Work to do: Give the listing from the line with "red strawberry present." to the line with "[491,446,549,548]", both included, as a two-column CSV with the headers instruction and boxes. Make one row for each "Review task" line: the line itself and the boxes listed under it, each in one quoted field with line breaks replaced by spaces.

******

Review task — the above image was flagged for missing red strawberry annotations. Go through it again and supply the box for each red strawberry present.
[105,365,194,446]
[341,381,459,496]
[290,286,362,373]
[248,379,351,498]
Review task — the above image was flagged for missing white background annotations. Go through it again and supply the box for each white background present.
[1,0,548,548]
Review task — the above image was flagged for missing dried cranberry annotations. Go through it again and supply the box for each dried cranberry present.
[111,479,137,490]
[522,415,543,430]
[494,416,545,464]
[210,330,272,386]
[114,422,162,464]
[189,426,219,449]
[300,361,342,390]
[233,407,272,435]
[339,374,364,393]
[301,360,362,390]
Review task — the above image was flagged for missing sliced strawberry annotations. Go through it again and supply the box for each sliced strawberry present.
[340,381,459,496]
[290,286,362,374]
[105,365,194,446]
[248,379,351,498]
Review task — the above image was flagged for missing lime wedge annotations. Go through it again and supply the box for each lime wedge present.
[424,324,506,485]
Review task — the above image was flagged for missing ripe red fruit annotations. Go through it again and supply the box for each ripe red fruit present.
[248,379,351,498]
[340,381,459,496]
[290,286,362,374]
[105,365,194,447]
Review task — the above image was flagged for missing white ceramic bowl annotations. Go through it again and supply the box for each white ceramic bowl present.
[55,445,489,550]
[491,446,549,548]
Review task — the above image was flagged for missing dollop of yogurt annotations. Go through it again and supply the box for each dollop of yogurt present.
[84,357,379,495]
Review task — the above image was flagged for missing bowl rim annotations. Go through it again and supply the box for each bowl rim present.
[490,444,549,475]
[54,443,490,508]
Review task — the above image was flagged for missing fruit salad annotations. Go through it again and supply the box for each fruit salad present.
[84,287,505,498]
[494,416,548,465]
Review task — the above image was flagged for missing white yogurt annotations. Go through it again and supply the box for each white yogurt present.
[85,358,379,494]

******

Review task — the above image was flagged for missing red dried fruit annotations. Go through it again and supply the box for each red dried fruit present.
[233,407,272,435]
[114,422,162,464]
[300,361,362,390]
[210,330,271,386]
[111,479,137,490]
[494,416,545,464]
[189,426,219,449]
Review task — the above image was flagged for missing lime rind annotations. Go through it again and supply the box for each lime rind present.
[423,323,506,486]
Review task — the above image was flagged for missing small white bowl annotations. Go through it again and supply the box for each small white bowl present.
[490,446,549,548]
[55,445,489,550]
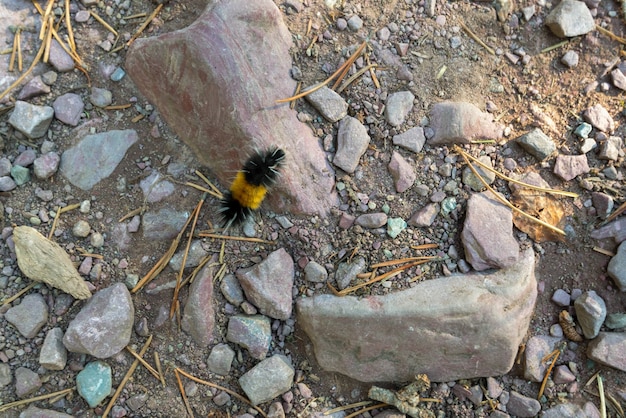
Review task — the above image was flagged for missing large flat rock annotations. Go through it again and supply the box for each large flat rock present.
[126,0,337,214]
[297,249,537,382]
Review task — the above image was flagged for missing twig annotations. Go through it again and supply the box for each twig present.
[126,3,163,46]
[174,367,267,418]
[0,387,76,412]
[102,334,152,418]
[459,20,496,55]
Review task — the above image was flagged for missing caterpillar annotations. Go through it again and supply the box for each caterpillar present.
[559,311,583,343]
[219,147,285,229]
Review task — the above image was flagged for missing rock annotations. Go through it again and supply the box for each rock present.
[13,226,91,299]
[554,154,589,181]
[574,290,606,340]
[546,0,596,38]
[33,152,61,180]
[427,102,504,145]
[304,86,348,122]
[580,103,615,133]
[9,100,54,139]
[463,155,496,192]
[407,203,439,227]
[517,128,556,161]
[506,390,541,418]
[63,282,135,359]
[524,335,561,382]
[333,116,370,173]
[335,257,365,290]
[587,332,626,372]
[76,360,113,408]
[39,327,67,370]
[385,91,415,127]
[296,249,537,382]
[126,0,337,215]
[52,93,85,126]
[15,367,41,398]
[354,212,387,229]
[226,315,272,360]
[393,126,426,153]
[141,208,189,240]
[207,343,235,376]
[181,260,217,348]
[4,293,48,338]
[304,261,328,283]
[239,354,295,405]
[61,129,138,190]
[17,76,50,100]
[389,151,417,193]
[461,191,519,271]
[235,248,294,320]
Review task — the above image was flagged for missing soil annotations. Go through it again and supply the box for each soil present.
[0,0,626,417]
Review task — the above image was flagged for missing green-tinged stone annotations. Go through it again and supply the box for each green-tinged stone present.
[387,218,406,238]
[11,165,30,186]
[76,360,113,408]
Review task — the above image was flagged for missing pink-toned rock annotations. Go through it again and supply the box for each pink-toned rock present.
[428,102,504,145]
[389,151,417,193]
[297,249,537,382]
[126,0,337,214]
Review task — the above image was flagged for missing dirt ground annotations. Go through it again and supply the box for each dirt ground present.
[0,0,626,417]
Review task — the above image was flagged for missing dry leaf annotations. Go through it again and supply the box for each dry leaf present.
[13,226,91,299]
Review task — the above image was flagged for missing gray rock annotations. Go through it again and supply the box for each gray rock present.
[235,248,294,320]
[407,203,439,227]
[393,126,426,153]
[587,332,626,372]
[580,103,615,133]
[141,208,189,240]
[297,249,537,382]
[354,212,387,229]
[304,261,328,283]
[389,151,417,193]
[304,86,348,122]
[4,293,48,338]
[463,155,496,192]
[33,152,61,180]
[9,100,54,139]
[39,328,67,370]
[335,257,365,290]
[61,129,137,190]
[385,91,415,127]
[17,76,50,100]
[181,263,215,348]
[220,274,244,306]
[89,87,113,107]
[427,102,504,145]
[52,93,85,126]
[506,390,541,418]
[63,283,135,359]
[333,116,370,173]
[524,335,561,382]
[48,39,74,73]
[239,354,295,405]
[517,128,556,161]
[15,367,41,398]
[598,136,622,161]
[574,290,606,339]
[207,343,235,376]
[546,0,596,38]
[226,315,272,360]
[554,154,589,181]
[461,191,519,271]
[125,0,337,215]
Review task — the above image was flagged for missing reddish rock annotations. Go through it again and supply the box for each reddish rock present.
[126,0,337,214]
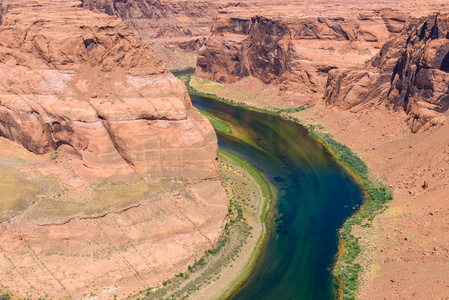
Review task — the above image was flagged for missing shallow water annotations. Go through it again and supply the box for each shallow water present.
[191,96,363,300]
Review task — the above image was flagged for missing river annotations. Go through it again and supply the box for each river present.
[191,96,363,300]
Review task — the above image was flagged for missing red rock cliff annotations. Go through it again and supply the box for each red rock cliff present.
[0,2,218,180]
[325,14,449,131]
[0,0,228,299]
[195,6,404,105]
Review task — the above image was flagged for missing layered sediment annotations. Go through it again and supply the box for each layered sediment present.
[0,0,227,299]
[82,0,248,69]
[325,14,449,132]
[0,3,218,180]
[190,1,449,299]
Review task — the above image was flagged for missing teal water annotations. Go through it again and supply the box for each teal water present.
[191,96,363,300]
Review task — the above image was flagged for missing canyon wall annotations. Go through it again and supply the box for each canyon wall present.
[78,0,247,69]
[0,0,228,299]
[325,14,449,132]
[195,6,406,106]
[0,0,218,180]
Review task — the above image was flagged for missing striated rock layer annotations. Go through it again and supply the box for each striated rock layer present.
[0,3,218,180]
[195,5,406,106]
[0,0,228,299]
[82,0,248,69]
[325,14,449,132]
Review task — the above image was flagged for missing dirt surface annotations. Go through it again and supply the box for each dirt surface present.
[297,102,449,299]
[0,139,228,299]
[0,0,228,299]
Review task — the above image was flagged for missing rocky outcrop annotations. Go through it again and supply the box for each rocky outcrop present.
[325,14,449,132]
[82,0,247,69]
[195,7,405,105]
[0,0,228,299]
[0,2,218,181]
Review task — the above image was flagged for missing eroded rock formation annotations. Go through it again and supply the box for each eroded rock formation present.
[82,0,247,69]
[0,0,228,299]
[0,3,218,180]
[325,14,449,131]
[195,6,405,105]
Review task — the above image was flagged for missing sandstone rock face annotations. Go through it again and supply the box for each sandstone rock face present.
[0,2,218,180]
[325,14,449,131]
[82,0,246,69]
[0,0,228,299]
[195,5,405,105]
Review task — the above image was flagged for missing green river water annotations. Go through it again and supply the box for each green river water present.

******

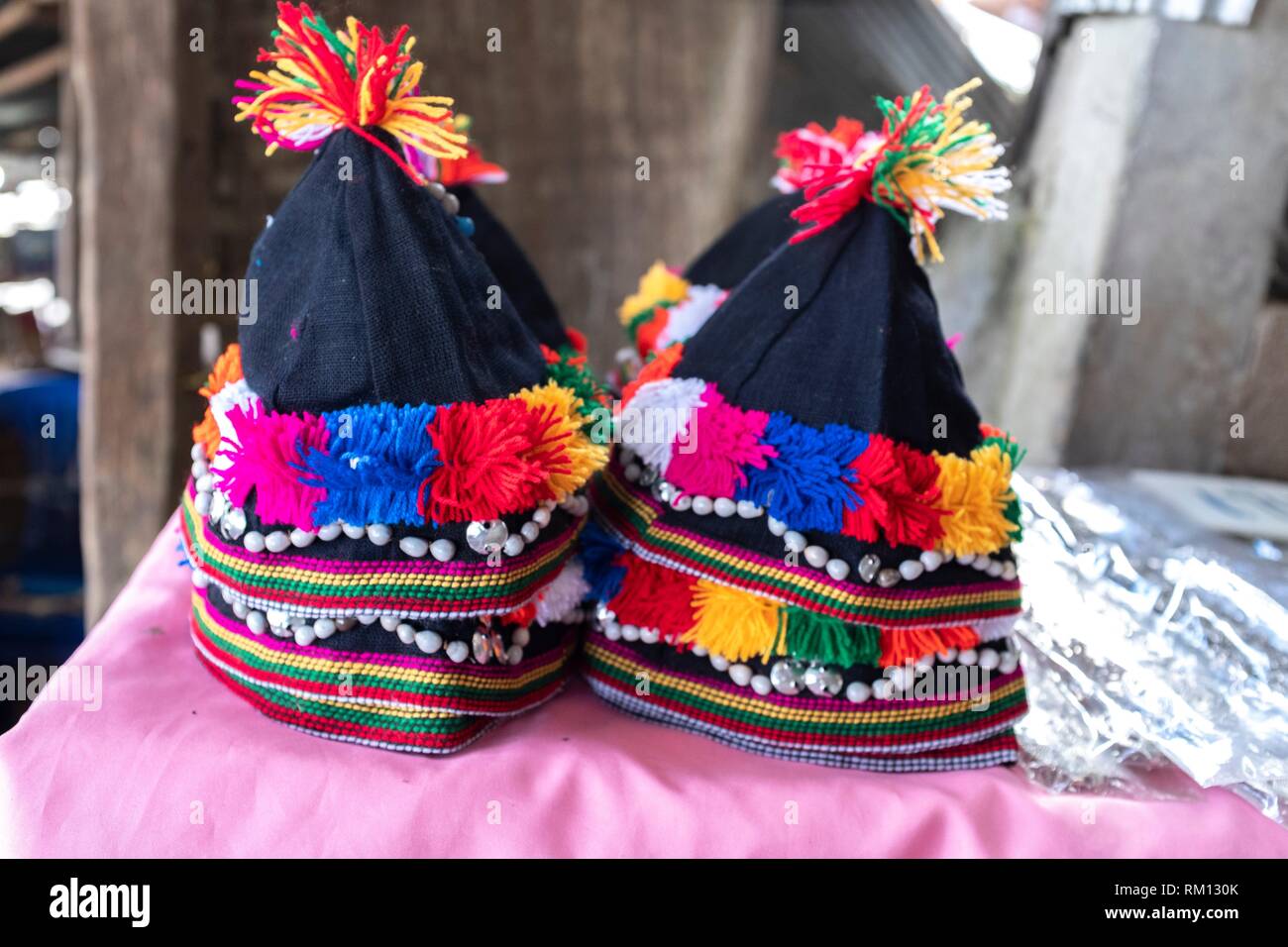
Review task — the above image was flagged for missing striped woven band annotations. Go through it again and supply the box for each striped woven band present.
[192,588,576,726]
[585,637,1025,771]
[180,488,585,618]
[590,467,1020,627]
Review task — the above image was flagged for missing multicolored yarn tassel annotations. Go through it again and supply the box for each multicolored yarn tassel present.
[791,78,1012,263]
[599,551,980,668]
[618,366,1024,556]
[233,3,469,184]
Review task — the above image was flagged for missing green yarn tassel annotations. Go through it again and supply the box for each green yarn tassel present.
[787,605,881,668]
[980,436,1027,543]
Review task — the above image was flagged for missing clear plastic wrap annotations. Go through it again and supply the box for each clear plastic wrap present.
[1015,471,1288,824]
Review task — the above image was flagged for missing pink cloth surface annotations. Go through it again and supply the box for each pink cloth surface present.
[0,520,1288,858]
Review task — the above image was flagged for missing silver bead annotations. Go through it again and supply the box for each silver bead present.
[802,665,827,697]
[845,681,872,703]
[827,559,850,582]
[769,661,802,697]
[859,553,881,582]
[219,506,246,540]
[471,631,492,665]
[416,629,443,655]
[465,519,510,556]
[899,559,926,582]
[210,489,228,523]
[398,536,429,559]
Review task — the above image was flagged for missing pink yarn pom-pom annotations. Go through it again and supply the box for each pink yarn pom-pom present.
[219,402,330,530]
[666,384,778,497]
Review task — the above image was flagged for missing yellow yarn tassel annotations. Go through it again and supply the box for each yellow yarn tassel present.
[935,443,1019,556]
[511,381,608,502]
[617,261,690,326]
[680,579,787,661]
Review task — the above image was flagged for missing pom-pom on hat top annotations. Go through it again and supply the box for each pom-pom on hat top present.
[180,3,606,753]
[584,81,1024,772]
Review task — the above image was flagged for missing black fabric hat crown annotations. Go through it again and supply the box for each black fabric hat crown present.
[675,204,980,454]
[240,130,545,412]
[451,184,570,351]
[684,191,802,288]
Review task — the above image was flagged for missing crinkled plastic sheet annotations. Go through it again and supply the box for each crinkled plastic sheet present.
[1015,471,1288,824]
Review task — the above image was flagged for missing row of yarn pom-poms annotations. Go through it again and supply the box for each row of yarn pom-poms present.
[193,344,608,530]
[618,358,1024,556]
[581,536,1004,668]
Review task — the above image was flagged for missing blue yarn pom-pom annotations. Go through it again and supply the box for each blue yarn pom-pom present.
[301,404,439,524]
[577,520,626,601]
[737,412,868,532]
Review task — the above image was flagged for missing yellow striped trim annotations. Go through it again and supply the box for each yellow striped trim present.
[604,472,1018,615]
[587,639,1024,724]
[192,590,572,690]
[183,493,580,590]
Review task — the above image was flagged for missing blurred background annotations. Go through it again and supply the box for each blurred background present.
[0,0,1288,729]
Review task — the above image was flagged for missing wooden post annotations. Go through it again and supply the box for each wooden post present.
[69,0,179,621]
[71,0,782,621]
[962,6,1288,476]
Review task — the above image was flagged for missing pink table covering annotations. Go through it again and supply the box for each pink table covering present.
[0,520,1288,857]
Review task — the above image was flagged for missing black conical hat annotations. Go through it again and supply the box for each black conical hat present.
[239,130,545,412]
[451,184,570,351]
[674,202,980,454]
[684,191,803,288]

******

Solution below:
instruction,boxes
"Review task — the above image was flagged for missing red strawberry annotations. Go through it again and supply the box for each red strawberry present.","[105,365,194,446] [341,381,459,496] [290,286,362,373] [248,379,351,498]"
"Review task — the above image was flagged for missing white background annotations. Go through it again and supply the box for each white background present.","[1,0,548,548]"
"Review task — the above image was flagged for missing dried cranberry annotations. Go through it again and supply the box for each dried cranberry present.","[111,479,137,490] [522,415,543,430] [494,416,545,464] [210,330,272,386] [114,422,162,464] [189,426,219,449] [300,361,342,390] [233,407,272,435] [339,374,364,393] [301,360,362,390]"
"Review task — the above image was flagged for missing sliced strawberry annotations. Go through it again and supply the box for each sliced strawberry present.","[340,381,459,496] [290,286,362,374] [105,365,194,446] [248,379,351,498]"
"Review task — the above image was flagged for missing lime wedge annotations. Go through it again and supply the box for each lime wedge present.","[424,324,506,485]"
"Review task — the above image was flagged for missing ripe red fruit annotations. Go through it again and supply the box for each ripe red fruit present.","[248,379,351,498] [340,381,459,496] [290,286,362,374] [105,365,194,447]"
"Review task — the above image was flagged for missing white ceramic bowl annotations. Go through it again and supply the box for each white ceramic bowl present.","[55,445,489,550] [491,446,549,548]"